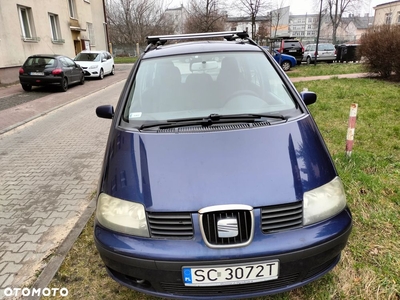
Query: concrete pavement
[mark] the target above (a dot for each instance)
(49, 169)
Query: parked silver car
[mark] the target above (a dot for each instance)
(326, 52)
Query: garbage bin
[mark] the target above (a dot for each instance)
(339, 49)
(349, 53)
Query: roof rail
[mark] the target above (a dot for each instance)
(228, 35)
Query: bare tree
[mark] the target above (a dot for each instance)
(204, 16)
(335, 10)
(130, 21)
(279, 17)
(253, 8)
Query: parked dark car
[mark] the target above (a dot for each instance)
(326, 53)
(292, 47)
(49, 69)
(216, 182)
(284, 60)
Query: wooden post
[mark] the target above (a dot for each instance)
(351, 129)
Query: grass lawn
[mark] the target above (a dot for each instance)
(320, 69)
(370, 264)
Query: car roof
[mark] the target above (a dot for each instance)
(200, 47)
(46, 55)
(234, 41)
(93, 51)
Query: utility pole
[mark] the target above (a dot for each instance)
(319, 29)
(253, 21)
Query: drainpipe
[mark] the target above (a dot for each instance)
(106, 28)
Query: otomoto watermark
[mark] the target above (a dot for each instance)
(26, 292)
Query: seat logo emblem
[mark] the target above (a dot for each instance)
(227, 228)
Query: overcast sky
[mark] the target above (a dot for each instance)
(308, 6)
(299, 7)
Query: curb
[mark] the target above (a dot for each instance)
(49, 271)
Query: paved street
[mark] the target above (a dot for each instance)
(49, 168)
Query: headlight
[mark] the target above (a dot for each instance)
(323, 202)
(122, 216)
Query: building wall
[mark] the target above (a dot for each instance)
(15, 50)
(383, 11)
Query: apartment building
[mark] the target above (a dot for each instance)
(387, 13)
(178, 16)
(48, 26)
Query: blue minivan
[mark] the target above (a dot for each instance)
(216, 182)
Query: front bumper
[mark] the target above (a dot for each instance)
(161, 274)
(40, 80)
(91, 72)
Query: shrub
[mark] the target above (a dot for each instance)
(379, 47)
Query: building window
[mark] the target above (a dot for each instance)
(72, 8)
(25, 16)
(91, 34)
(55, 28)
(388, 18)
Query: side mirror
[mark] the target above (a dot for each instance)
(105, 111)
(308, 97)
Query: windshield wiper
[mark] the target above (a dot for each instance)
(213, 119)
(217, 117)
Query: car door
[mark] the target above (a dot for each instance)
(74, 71)
(107, 63)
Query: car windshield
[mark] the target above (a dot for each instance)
(326, 47)
(88, 57)
(197, 85)
(41, 62)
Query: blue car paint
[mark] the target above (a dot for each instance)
(184, 172)
(178, 175)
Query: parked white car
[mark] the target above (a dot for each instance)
(326, 52)
(96, 63)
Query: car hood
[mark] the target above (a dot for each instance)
(188, 171)
(87, 63)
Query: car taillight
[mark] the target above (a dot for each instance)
(56, 71)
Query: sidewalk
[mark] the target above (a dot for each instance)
(21, 114)
(49, 169)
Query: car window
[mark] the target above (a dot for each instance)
(292, 44)
(67, 62)
(326, 47)
(40, 62)
(201, 84)
(84, 56)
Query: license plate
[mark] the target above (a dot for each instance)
(230, 274)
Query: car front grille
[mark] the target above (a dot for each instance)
(170, 225)
(180, 225)
(240, 232)
(282, 217)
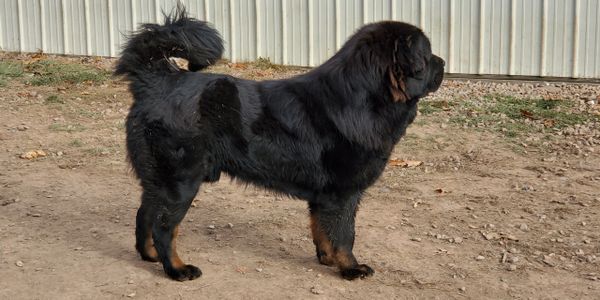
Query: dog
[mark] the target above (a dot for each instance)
(324, 136)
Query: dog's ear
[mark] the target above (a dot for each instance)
(396, 77)
(397, 86)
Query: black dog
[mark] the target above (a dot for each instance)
(324, 136)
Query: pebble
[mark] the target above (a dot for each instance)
(548, 259)
(513, 259)
(316, 290)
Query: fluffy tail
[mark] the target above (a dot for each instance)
(149, 49)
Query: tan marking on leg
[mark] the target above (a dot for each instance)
(344, 259)
(322, 242)
(149, 247)
(176, 262)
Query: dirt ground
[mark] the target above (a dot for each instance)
(494, 212)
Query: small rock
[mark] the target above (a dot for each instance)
(513, 259)
(490, 235)
(33, 154)
(548, 259)
(315, 290)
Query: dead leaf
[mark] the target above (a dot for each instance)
(490, 235)
(441, 191)
(33, 154)
(528, 114)
(549, 123)
(238, 66)
(405, 163)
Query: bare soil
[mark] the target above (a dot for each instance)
(486, 216)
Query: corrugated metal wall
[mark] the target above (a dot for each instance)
(558, 38)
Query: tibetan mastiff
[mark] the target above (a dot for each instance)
(324, 136)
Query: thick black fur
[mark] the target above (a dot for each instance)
(324, 136)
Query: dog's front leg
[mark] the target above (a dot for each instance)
(332, 225)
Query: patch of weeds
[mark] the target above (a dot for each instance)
(67, 127)
(430, 107)
(54, 99)
(76, 143)
(264, 64)
(48, 72)
(553, 113)
(515, 117)
(97, 151)
(9, 69)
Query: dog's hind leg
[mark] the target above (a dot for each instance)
(332, 225)
(172, 206)
(143, 228)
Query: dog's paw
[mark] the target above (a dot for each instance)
(360, 271)
(187, 272)
(149, 257)
(325, 259)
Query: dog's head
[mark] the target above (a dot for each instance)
(402, 57)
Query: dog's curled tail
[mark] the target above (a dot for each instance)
(149, 49)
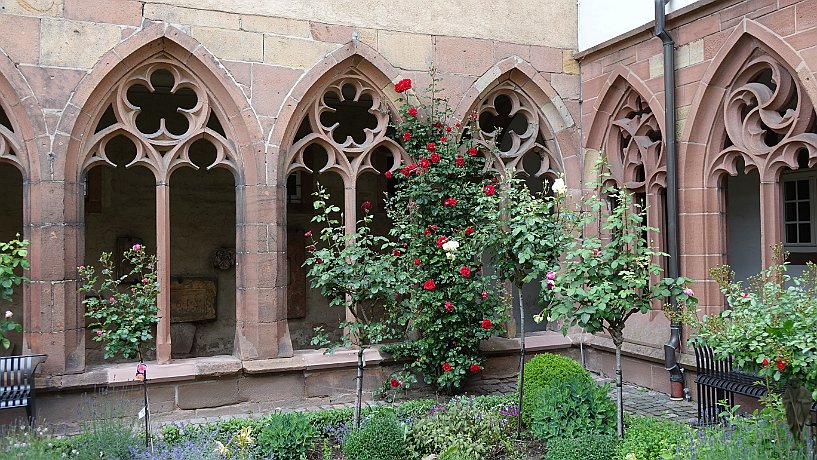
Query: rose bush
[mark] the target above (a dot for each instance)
(443, 212)
(124, 315)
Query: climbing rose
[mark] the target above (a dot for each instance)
(403, 85)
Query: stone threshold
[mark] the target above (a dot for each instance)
(302, 361)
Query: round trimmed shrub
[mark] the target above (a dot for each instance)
(541, 372)
(380, 437)
(571, 407)
(584, 446)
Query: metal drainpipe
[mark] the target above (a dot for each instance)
(677, 383)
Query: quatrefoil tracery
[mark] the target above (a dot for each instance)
(634, 146)
(767, 118)
(330, 113)
(165, 149)
(510, 121)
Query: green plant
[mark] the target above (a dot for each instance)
(13, 259)
(602, 282)
(770, 328)
(542, 371)
(124, 314)
(582, 446)
(285, 436)
(444, 211)
(572, 406)
(380, 437)
(467, 429)
(649, 438)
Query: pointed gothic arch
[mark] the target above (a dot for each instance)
(221, 115)
(512, 92)
(753, 110)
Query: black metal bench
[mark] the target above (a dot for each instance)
(717, 382)
(17, 382)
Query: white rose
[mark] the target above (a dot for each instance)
(559, 187)
(450, 246)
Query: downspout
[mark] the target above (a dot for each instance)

---

— What to work on —
Give solely the number of lines in the data that contain the string "wall".

— Result below —
2